先週の水曜日から金曜日にかけて寝込んでいました。
発熱があったため、新型コロナウイルス感染者を判別するPCR検査の受検を余儀なくされました。
こんな時代でもなければありえない体験をしたので、ここに記録しておくことにします。(杉本憲史)
■7/15(水)
校了作業があるため、必須の出勤日。会社へ行ったのは1週間ぶり。
午後7時頃、机上に置いてあった、誰かからの贈り物と思しき紙パック入りのジュースを飲む(いつ置かれたかわからず。最長で1週間、常温で置かれていた)。
午後9時半頃、残業終了して退社。チェーン店の牛丼食う。
午後10時半頃、帰宅。腹が冷えたときのような腹痛を少し感じる。しかしトイレで何も出ず。
午後11時頃、コンビニで買ったビールで晩酌開始。軽い腹痛続く。
■7/16(木)
午前0時頃、ビール500ml缶を1本空けて2本目に差しかかったところで、腹痛が増す。トイレでは何も出ず。晩酌を切り上げて布団に入る。
午前1時頃、腹痛が続いて眠れず。胸に圧迫感。酒のせいかと思い、トイレで自主的にリバース。牛丼まで遡って全部吐く。
午前3時頃まで、腹痛と胸焼けで一切眠れず。寝床とトイレを3往復くらいして吐き続ける。別室の妻子は寝静まっている。吐くものがないので買置きのミネラルウォーターのペットボトル500ml入りを1本飲み切る。この間に熱が上がってくる。3時頃に38.5度くらい。翌日の仕事をキャンセルしなければならい可能性があることを覚悟する。朝になっても起き上がれない場合に備えて妻に現状をLINEしておく。

**やること:**
上の文章を読んで、次の問いに答えてください。
(a) 7/15に会社へ行ったのは、どれくらいぶりでしたか。
(b) 午後9時半頃に退社したあと、何を食べましたか。
(c) 午前3時頃の熱は何度くらいでしたか。
ここから先の資料は、上の文章とは別のものです。

保存済みの項目

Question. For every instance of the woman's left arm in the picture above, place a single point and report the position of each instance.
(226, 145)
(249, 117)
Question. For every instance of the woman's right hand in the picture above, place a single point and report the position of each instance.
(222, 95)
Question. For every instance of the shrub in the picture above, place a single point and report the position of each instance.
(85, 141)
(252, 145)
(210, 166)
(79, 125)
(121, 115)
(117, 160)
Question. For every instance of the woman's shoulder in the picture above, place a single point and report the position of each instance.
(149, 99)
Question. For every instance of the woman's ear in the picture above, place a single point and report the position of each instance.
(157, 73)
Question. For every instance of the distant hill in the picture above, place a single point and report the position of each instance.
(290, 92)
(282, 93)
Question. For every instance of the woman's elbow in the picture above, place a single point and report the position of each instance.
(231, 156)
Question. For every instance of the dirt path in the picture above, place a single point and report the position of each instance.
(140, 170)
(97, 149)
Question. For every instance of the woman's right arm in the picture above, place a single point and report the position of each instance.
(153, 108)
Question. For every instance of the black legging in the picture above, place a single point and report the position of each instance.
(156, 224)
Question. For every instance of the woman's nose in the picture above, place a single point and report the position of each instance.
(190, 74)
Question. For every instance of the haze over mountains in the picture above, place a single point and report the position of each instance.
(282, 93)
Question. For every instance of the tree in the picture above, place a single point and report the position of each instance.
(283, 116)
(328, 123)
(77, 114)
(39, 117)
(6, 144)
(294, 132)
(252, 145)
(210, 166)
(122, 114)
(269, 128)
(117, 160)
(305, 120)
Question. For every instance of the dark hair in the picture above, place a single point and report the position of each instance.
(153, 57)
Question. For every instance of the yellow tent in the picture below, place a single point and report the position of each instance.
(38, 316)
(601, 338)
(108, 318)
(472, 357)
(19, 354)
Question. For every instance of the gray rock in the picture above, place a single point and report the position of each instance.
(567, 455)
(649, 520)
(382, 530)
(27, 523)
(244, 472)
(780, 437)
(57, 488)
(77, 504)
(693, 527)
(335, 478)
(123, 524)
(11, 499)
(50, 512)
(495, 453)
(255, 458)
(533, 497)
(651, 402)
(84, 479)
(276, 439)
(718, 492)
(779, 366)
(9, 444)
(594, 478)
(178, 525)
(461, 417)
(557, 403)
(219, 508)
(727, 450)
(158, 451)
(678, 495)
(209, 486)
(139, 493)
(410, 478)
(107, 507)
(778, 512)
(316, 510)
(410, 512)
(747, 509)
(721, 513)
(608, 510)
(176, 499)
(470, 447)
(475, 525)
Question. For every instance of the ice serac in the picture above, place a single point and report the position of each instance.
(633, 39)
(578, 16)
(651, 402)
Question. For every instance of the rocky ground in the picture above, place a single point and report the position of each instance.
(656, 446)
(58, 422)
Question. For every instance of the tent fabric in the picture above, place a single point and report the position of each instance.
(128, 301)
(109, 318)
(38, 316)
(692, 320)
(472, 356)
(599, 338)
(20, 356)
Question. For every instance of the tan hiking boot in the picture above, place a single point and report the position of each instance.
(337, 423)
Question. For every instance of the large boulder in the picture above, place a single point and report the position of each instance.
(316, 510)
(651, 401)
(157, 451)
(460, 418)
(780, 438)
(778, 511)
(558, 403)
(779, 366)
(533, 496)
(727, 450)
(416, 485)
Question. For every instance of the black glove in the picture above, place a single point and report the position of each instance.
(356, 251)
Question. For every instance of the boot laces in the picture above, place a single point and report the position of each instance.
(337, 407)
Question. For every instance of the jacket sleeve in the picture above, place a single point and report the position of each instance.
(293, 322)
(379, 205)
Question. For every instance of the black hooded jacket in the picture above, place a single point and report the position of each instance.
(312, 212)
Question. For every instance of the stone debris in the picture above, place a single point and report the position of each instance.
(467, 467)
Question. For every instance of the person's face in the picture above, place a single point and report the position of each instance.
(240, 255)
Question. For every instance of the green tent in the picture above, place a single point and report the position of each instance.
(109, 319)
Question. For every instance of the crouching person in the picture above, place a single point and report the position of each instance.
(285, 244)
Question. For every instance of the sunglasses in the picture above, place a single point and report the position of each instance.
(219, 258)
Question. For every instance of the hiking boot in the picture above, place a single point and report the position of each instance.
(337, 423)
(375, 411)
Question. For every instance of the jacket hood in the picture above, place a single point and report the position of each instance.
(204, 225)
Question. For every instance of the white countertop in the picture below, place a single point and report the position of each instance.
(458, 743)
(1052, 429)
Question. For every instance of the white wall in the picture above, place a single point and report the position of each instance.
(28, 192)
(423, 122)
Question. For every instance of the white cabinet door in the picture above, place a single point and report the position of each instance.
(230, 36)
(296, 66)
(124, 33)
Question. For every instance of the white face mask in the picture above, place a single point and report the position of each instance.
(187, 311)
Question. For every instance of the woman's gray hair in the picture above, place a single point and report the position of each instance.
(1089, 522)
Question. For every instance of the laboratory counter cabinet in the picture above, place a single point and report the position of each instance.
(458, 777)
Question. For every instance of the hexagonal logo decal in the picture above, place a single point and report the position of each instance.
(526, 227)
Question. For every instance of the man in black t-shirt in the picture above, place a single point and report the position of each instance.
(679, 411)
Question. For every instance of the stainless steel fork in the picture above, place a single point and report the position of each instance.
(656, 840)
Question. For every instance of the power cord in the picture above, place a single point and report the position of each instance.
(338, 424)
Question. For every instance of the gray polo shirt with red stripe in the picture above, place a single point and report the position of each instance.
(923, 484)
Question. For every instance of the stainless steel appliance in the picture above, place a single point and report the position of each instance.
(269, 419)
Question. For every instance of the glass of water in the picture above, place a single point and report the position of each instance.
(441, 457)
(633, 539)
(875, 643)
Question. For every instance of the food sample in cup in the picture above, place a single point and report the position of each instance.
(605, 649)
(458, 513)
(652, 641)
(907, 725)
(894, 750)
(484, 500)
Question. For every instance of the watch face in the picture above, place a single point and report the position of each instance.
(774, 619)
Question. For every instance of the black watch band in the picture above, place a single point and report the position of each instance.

**この答え:**
(a) 1週間ぶり
(b) チェーン店の牛丼
(c) 38.5度くらい